--- Exercise prompt ---
Every entry is to be written out word for word.

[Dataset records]
____

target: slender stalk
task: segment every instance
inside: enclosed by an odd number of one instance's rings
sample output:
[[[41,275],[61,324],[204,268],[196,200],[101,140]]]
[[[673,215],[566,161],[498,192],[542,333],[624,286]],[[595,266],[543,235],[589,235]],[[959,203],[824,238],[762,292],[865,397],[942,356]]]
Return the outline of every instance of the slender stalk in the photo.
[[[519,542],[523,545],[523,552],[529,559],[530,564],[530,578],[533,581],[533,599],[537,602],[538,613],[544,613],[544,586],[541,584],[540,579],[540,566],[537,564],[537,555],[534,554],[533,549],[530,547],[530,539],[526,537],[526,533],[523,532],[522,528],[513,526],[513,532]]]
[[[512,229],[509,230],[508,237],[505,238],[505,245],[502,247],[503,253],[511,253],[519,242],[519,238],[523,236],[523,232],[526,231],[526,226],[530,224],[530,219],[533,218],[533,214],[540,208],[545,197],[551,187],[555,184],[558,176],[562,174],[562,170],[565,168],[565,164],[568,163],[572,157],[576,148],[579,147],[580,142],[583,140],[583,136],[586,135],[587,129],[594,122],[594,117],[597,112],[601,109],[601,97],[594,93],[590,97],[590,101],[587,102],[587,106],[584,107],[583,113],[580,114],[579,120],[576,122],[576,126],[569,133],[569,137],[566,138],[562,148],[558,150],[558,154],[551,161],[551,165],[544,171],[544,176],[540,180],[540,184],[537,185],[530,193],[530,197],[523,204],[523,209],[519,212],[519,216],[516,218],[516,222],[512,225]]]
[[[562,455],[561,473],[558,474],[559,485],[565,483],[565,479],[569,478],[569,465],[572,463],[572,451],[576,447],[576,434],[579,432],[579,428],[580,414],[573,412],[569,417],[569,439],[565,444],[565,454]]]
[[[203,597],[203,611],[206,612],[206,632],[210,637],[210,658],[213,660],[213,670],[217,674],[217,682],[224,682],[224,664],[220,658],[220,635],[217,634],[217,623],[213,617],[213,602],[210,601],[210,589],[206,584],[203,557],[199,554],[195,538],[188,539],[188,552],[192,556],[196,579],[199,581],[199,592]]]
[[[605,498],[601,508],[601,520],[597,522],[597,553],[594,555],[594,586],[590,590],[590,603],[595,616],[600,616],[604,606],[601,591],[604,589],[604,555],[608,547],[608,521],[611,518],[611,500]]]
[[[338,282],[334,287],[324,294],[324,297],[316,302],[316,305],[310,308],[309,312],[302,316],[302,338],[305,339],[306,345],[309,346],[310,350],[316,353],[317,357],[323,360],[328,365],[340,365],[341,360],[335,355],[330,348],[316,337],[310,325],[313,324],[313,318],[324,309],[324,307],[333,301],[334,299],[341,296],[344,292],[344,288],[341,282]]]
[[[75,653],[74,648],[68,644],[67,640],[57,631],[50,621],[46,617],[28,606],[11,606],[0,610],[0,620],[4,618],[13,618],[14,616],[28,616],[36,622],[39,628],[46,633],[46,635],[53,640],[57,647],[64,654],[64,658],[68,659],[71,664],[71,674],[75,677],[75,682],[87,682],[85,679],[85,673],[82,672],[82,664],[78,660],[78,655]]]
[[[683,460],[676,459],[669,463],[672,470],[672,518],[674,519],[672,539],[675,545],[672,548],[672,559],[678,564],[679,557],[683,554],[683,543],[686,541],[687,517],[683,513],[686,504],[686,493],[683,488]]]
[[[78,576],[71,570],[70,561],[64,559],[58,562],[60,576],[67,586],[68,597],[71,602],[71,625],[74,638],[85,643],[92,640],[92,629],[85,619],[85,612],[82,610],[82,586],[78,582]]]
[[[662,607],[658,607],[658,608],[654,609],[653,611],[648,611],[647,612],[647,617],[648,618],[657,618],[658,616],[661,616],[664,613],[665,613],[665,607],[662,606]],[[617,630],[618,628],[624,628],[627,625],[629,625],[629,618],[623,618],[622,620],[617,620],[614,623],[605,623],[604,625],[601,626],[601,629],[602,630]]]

____

--- Response area ---
target: slender stalk
task: segment every instance
inside: enclosed by an odd number of one instance's rings
sample output:
[[[41,275],[61,324],[204,268],[196,200],[101,140]]]
[[[673,215],[566,161],[498,192],[542,333],[624,286]],[[595,266],[543,235],[589,235]],[[959,203],[824,238],[762,292],[865,397],[942,356]]]
Return the outline of every instance of the slender stalk in the photo.
[[[519,542],[523,545],[523,552],[529,559],[530,564],[530,578],[533,581],[533,599],[537,602],[538,613],[544,613],[544,586],[541,584],[540,579],[540,566],[537,564],[537,555],[534,554],[533,549],[530,547],[530,539],[526,537],[526,533],[523,532],[522,528],[513,526],[513,532]]]
[[[512,229],[509,230],[508,237],[505,238],[505,245],[502,247],[503,253],[511,253],[519,242],[519,238],[523,236],[523,232],[526,231],[526,226],[530,224],[530,219],[533,218],[533,214],[540,208],[545,197],[551,187],[555,184],[558,176],[562,174],[562,170],[565,168],[565,164],[568,163],[572,157],[576,148],[579,147],[580,142],[583,140],[583,136],[586,135],[587,129],[594,122],[594,117],[597,112],[601,109],[601,97],[594,93],[590,97],[590,101],[587,102],[587,106],[584,107],[583,113],[580,114],[579,120],[576,122],[576,126],[569,133],[569,137],[566,138],[562,148],[558,150],[558,154],[551,161],[551,165],[544,171],[544,176],[540,180],[540,184],[537,185],[530,193],[530,197],[523,204],[523,209],[519,212],[519,216],[516,218],[516,222],[512,225]]]
[[[562,455],[561,473],[558,474],[559,485],[565,483],[565,479],[569,478],[569,465],[572,463],[572,451],[576,447],[576,434],[579,432],[579,428],[580,414],[573,412],[569,417],[569,439],[565,444],[565,454]]]
[[[203,597],[203,611],[206,612],[206,632],[210,637],[210,658],[213,660],[213,670],[217,674],[217,682],[224,682],[224,664],[220,658],[220,635],[217,634],[217,623],[213,617],[213,602],[210,601],[210,589],[206,584],[203,557],[199,554],[195,538],[188,539],[188,552],[192,556],[196,579],[199,581],[199,592]]]
[[[605,498],[601,508],[601,520],[597,522],[597,553],[594,555],[594,586],[590,590],[590,603],[595,616],[600,616],[604,606],[601,591],[604,589],[604,555],[608,547],[608,521],[611,518],[611,500]]]
[[[338,282],[334,287],[324,294],[324,297],[316,302],[316,305],[310,308],[309,312],[302,316],[302,338],[305,339],[306,345],[309,346],[310,350],[316,353],[317,357],[323,360],[328,365],[340,365],[341,360],[335,355],[330,348],[316,337],[310,325],[313,324],[313,318],[324,309],[324,307],[333,301],[334,299],[341,296],[344,292],[344,288],[341,282]]]
[[[75,653],[74,648],[68,644],[67,640],[57,631],[50,621],[46,617],[28,606],[11,606],[0,610],[0,620],[4,618],[13,618],[14,616],[28,616],[36,622],[39,628],[46,633],[46,635],[53,640],[57,647],[64,654],[64,658],[68,659],[71,664],[71,674],[75,677],[75,682],[87,682],[85,679],[85,673],[82,672],[82,664],[78,660],[78,655]]]
[[[683,460],[676,459],[669,463],[672,470],[672,518],[674,519],[672,539],[675,545],[672,548],[672,559],[678,564],[679,557],[683,554],[683,543],[686,541],[687,517],[683,513],[686,504],[686,493],[683,488]]]
[[[78,576],[71,570],[70,561],[64,559],[58,562],[60,576],[67,586],[68,597],[71,602],[71,625],[74,638],[85,643],[92,640],[92,629],[85,619],[85,612],[82,610],[82,586],[78,582]]]
[[[662,607],[658,607],[658,608],[654,609],[653,611],[648,611],[647,612],[647,617],[648,618],[657,618],[658,616],[661,616],[664,613],[665,613],[665,607],[662,606]],[[617,630],[618,628],[624,628],[627,625],[629,625],[629,618],[623,618],[622,620],[617,620],[614,623],[605,623],[604,625],[601,626],[601,629],[602,630]]]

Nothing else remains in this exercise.